— Instructions for the task —
The full set of entries needs to be reproduced exactly.
[[ Entries supplied, beginning ]]
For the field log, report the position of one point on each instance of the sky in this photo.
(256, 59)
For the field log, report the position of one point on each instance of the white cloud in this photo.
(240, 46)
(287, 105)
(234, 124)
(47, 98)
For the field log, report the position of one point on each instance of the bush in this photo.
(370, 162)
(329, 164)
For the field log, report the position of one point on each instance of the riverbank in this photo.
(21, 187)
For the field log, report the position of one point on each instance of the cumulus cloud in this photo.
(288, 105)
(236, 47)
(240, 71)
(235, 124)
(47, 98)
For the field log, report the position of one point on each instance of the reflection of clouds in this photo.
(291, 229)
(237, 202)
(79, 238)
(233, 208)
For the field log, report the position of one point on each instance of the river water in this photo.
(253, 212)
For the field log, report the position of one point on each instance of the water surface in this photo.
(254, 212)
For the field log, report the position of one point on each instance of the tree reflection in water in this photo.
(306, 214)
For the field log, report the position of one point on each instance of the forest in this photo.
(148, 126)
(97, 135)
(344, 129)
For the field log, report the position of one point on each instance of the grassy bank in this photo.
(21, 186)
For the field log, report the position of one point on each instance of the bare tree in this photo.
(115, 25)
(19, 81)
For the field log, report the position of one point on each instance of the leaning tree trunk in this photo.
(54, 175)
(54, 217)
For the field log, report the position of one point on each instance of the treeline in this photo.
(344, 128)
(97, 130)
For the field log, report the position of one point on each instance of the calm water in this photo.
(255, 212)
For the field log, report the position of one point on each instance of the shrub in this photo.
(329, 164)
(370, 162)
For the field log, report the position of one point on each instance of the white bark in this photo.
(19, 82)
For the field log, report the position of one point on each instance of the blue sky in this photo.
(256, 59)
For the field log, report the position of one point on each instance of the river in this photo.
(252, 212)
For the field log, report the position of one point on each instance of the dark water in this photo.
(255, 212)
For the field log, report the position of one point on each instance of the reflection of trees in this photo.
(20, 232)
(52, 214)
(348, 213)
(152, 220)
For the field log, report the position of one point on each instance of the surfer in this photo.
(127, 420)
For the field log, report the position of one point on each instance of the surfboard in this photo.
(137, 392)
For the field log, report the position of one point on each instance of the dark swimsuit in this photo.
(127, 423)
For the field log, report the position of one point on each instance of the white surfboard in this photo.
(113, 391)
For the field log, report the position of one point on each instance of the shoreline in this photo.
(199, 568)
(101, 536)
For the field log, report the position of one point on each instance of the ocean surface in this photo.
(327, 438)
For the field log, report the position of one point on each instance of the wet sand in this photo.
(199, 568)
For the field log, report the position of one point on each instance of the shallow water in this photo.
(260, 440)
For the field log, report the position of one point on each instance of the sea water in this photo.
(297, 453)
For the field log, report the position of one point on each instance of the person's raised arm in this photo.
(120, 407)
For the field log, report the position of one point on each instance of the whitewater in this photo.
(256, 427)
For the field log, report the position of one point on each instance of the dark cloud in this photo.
[[ Entries supplied, end ]]
— Your solution —
For the field log, report the position of one point on each instance of the sky in this photo.
(256, 59)
For the field log, report the position of one point on each instance of the white cloud in this photo.
(240, 46)
(287, 105)
(234, 124)
(47, 98)
For the field log, report the position of one point on each instance of the bush in this photo.
(370, 162)
(329, 164)
For the field log, report the position of one point on each instance of the riverbank in this photo.
(21, 187)
For the field log, report the position of one point on each instance of the cumulus cloud in this photo.
(288, 105)
(236, 47)
(240, 71)
(235, 124)
(47, 98)
For the field log, report the position of one point on each instance of the reflection of clouds in this photo.
(291, 229)
(237, 202)
(79, 238)
(233, 208)
For the field log, report the position of one point on each instance of the river water in this photo.
(253, 212)
For the field log, report the position of one point on each instance of the water surface in this photo.
(254, 212)
For the field log, report the position of one point on each instance of the tree reflection in water in this photo.
(306, 214)
For the field log, report the position of one point on each instance of the forest in this photo.
(148, 126)
(97, 135)
(344, 129)
For the field log, report the position of one point on each instance of the grassy bank in this photo.
(21, 186)
For the field log, report the position of one point on each instance of the bare tree in this photo.
(115, 25)
(19, 81)
For the field log, report the position of one point on each instance of the leaning tree trunk in this photo.
(54, 175)
(54, 217)
For the field log, report the position of one point on each instance of the treeline in this photo.
(344, 128)
(97, 130)
For the field log, report the position of one point on each instance of the calm water in this photo.
(255, 212)
For the field log, report the position of one point on each instance of the shrub in this photo.
(329, 164)
(370, 162)
For the field log, report the position of one point on each instance of the white bark in this photo.
(19, 82)
For the field log, report the position of one point on each instance of the blue sky in this photo.
(256, 59)
For the field log, report the position of one point on each instance of the river in this photo.
(252, 212)
For the field log, report the position of one point on each instance of the dark water in this photo.
(255, 212)
For the field log, report the position of one point on each instance of the reflection of trees in this photo.
(20, 232)
(52, 214)
(348, 213)
(152, 220)
For the field log, report the position of one point on each instance of the surfer in this photo.
(127, 420)
For the field log, report the position of one point on each instance of the surfboard in this photo.
(137, 392)
For the field log, report the position of one point on each instance of the dark swimsuit in this photo.
(127, 423)
For the field log, report the position of one point on each instance of the white surfboard in this photo.
(113, 391)
For the field log, report the position of one point on each instance of the shoreline in this photo.
(199, 568)
(101, 536)
For the field log, report the position of one point on each instance of the ocean surface in this photo.
(327, 438)
For the field log, report the position of one point on each instance of the wet sand in this photo.
(199, 568)
For the field log, report the position of one point on each instance of the shallow water in this photo.
(260, 440)
For the field log, report the position of one point on each instance of the sea water in this photo.
(297, 453)
For the field log, report the position of one point on each instance of the person's raised arm in this photo.
(120, 407)
For the field log, report the position of one point on each instance of the whitewater in this photo.
(256, 427)
For the field log, report the position of one point on each instance of the dark cloud in this photo.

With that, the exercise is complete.